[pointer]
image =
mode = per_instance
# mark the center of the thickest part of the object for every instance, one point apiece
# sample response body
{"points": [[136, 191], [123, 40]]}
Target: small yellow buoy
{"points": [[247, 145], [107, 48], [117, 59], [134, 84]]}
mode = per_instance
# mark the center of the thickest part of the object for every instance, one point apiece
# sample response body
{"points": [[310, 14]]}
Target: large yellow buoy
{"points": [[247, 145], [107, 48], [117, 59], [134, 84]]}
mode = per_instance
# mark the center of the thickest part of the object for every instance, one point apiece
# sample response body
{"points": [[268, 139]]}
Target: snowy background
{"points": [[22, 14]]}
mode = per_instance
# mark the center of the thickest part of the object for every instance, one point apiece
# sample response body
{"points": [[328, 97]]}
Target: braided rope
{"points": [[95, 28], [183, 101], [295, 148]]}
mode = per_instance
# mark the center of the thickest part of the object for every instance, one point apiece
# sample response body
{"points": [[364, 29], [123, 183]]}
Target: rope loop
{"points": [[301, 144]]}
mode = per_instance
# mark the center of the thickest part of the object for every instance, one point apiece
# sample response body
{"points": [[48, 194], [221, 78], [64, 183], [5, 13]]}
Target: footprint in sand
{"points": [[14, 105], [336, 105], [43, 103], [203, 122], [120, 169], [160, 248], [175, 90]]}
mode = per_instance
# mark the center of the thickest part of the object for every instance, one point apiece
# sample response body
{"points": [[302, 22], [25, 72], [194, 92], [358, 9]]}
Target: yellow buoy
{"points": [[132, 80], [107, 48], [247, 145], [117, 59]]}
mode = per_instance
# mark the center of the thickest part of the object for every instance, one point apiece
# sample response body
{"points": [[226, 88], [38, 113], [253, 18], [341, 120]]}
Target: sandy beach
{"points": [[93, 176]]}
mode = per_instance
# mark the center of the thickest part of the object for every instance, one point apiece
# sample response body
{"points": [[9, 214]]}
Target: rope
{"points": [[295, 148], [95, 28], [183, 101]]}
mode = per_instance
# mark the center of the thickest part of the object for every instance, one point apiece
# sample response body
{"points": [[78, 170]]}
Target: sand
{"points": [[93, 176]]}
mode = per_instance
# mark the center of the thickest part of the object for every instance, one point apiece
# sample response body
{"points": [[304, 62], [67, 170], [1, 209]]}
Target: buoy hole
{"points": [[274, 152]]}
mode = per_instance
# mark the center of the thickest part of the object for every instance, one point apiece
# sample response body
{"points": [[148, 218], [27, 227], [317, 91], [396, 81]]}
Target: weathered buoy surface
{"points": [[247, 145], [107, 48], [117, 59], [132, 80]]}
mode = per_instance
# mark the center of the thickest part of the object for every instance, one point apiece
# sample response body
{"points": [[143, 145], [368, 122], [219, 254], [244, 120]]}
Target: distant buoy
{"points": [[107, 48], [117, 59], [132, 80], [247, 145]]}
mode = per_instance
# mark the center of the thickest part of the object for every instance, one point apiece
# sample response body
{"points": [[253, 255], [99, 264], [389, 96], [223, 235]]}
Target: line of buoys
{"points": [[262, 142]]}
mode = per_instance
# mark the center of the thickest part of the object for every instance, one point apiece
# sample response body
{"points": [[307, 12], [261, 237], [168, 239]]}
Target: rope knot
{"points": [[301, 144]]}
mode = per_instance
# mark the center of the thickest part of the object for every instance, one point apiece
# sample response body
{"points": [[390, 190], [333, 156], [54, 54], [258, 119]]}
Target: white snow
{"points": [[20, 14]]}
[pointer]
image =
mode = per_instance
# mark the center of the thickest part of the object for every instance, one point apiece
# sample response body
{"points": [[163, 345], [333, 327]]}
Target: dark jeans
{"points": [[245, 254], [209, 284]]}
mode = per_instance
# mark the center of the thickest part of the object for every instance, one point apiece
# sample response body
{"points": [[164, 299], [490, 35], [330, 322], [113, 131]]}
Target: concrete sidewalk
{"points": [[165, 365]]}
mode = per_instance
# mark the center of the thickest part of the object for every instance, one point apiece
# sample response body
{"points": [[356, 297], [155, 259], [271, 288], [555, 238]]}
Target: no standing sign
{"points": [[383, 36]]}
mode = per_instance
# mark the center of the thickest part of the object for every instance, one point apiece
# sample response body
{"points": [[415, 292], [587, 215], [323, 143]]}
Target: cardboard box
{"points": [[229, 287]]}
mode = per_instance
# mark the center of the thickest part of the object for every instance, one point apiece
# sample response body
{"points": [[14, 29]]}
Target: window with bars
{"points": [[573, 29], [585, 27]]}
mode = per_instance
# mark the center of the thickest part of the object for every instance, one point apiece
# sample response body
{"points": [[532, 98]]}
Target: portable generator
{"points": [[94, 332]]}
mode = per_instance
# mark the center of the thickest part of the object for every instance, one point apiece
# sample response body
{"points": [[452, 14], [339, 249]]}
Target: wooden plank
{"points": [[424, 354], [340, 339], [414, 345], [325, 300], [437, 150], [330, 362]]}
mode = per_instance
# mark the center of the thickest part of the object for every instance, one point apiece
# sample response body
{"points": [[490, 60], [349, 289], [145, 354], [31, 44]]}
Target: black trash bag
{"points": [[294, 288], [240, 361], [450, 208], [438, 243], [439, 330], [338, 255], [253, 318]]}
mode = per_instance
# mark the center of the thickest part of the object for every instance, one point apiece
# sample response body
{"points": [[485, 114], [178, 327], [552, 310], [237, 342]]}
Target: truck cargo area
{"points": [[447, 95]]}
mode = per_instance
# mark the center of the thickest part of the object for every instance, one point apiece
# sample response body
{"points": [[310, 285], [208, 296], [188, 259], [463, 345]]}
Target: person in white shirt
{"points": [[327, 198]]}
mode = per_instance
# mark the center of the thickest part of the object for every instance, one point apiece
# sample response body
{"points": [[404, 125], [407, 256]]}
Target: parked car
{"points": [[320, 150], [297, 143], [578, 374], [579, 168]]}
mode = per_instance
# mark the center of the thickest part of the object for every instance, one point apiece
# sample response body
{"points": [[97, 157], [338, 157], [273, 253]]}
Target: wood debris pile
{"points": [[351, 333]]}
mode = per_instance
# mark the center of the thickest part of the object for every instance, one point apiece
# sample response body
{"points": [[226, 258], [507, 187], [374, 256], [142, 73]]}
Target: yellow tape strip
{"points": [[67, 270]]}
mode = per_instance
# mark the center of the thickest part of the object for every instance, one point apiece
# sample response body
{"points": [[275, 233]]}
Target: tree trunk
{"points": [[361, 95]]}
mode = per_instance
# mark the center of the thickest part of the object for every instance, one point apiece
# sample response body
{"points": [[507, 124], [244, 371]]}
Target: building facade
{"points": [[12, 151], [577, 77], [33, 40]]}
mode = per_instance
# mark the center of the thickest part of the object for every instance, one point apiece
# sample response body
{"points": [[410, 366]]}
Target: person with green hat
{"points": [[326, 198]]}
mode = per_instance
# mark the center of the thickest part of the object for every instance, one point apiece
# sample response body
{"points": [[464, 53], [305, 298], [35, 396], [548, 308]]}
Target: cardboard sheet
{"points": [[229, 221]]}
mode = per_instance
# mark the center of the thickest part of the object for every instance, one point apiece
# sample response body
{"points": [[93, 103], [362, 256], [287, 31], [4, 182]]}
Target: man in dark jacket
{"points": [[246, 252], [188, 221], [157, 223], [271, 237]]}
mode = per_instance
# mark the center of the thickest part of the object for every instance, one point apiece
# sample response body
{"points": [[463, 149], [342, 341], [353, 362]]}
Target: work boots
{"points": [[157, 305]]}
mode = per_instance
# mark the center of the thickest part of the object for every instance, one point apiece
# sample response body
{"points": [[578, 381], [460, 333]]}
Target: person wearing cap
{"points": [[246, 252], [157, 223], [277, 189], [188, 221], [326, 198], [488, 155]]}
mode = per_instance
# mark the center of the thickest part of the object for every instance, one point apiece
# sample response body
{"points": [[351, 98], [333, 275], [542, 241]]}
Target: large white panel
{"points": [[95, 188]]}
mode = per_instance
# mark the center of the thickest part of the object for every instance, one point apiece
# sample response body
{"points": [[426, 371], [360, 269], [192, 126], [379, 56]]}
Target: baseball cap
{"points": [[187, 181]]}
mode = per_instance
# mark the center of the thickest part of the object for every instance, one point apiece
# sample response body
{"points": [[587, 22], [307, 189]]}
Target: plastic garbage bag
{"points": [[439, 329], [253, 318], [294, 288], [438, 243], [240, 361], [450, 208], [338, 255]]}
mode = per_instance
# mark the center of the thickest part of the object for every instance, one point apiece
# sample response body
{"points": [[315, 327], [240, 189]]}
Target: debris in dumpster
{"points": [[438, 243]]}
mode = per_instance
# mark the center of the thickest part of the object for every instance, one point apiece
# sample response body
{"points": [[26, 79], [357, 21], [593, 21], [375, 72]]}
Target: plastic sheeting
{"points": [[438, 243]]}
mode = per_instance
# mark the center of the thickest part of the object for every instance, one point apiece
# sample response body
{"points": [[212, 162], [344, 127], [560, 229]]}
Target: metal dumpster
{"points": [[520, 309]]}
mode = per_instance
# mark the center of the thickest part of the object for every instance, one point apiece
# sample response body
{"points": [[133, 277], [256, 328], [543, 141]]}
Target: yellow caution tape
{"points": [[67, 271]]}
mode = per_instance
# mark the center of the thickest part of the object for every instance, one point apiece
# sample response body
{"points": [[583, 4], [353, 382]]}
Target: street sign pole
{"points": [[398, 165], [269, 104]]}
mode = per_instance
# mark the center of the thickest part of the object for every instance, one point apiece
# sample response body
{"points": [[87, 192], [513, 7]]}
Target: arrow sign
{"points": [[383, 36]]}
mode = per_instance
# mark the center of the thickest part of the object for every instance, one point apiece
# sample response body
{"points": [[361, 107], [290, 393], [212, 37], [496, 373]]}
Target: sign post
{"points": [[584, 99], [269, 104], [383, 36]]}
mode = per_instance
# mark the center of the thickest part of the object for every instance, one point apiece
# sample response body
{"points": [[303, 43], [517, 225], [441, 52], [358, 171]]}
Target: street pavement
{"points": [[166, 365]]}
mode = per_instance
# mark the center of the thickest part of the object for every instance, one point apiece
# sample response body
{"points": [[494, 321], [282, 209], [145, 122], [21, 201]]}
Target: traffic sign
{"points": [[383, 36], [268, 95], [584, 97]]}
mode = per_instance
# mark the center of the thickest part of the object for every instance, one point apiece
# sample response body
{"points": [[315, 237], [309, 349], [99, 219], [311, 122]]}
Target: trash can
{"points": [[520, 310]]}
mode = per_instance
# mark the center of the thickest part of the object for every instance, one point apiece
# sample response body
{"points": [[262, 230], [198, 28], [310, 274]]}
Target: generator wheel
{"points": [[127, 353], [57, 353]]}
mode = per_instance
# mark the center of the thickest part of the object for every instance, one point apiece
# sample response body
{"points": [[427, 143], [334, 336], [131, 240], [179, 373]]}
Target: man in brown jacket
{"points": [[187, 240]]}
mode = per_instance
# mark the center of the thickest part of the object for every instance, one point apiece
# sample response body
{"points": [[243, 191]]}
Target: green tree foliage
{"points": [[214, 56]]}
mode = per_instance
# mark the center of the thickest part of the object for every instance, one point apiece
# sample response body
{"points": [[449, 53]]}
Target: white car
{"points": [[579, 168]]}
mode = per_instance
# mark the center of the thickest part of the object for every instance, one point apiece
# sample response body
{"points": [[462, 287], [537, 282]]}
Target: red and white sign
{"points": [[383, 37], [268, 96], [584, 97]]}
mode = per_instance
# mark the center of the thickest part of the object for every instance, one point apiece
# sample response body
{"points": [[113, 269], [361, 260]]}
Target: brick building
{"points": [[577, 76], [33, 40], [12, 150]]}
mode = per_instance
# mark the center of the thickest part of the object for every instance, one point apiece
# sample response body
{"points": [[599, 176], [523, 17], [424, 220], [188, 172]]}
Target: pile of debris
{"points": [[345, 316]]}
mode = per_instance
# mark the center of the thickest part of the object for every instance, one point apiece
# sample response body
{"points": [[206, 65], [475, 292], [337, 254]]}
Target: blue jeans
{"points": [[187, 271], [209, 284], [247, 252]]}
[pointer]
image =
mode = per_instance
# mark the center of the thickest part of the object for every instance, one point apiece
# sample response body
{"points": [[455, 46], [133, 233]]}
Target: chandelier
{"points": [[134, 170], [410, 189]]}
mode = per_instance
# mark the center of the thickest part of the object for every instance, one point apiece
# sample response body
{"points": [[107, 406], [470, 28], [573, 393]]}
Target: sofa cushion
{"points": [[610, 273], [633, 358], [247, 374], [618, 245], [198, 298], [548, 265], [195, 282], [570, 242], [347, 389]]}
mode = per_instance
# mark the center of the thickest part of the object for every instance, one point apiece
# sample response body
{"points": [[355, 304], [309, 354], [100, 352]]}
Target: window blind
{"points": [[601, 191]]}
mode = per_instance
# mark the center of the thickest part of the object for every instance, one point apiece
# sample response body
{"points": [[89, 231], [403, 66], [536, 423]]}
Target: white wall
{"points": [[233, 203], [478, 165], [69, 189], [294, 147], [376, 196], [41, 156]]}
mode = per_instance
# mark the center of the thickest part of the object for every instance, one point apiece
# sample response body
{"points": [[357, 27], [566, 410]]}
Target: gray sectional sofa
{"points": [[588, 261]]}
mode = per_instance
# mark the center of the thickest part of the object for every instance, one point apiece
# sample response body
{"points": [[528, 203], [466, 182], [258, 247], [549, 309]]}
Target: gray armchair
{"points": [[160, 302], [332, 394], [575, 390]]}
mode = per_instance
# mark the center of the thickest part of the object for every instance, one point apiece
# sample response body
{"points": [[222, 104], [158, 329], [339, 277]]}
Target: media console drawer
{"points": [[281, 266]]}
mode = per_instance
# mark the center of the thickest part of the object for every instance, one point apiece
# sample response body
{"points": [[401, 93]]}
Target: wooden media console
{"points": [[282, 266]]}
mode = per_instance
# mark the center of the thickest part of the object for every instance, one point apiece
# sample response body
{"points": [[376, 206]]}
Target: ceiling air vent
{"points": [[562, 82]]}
═══
EXERCISE REQUIREMENTS.
Pull out every line of the material above that contains the word "jacket".

EXERCISE SOLUTION.
Target: man in dark jacket
Target: man in brown jacket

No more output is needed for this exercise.